PROBLEM STATEMENT -
List each line in the rows that includes the string "clicks".

SUPPLIED INFORMATION -

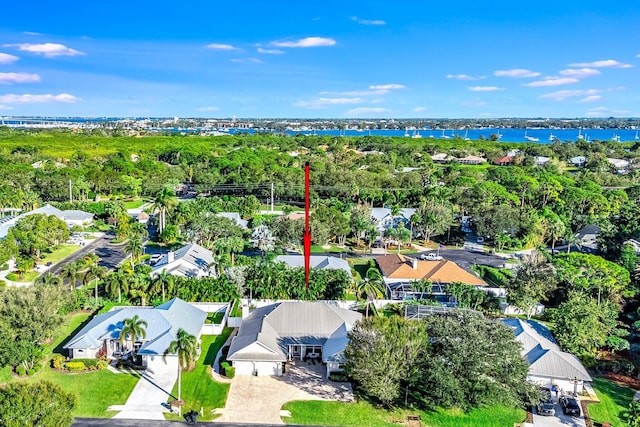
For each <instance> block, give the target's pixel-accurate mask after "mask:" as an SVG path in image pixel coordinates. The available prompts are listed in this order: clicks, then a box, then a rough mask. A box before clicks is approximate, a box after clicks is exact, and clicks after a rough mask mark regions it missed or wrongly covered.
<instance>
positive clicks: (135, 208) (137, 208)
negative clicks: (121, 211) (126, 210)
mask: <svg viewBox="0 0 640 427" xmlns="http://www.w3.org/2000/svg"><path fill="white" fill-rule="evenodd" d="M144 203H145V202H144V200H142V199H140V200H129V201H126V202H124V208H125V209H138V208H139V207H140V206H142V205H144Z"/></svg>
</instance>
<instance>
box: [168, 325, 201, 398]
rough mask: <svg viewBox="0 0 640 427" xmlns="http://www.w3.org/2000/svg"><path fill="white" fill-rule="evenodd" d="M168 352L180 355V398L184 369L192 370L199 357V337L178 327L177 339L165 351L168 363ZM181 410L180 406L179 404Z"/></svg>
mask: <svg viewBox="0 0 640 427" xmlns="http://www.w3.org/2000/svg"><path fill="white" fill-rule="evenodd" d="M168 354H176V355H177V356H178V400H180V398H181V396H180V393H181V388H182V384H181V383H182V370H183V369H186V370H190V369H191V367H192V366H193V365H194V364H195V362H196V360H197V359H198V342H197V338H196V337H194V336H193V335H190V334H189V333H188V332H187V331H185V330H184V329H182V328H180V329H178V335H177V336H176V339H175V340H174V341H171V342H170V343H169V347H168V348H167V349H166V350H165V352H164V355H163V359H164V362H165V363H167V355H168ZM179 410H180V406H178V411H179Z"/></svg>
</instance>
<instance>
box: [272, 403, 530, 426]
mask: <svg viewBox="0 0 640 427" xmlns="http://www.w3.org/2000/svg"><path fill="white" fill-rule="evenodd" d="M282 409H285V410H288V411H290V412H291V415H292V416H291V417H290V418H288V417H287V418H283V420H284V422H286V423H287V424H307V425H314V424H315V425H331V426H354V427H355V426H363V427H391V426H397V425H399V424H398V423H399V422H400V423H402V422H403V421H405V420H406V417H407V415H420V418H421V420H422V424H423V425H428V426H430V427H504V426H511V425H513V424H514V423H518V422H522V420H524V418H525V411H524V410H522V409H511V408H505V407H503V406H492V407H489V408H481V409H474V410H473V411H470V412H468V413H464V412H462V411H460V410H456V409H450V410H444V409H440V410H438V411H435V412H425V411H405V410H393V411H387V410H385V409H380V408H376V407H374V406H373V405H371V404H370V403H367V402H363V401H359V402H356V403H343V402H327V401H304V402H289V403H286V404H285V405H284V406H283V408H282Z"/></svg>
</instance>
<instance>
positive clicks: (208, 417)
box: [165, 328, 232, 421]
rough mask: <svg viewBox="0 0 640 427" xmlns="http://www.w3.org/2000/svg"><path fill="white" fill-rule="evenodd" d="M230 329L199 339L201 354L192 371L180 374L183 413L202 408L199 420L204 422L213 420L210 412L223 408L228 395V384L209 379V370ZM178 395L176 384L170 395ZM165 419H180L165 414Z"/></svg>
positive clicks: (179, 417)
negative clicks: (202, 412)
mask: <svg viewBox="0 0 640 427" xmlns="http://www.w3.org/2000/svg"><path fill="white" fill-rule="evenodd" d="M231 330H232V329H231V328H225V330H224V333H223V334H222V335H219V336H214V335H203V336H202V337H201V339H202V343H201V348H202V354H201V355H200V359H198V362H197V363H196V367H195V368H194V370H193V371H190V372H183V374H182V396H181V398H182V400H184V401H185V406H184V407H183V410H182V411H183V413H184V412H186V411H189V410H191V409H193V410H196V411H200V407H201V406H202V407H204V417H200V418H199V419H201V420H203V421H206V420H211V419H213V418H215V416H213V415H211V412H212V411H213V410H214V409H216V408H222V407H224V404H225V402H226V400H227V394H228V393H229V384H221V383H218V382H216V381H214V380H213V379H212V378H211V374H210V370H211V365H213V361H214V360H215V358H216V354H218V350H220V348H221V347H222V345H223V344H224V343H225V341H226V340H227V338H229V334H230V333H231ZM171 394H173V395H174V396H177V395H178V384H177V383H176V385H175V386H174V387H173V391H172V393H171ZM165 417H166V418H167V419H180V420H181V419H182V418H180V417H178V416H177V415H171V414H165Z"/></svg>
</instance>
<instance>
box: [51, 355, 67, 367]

EXERCISE ANSWER -
For each <instance> block, give the target's pixel-accurate mask after "mask:" as an SVG path in image pixel coordinates. The available prompts are listed in this order: clicks, then a box, then a rough mask. A box before clicks is approximate, a box after clicks is exact, and clicks after a rough mask mark regions it missed or wrongly covered.
positive clicks: (135, 208) (137, 208)
negative clicks: (121, 211) (126, 210)
positive clicks: (208, 417)
positive clicks: (179, 417)
negative clicks: (202, 412)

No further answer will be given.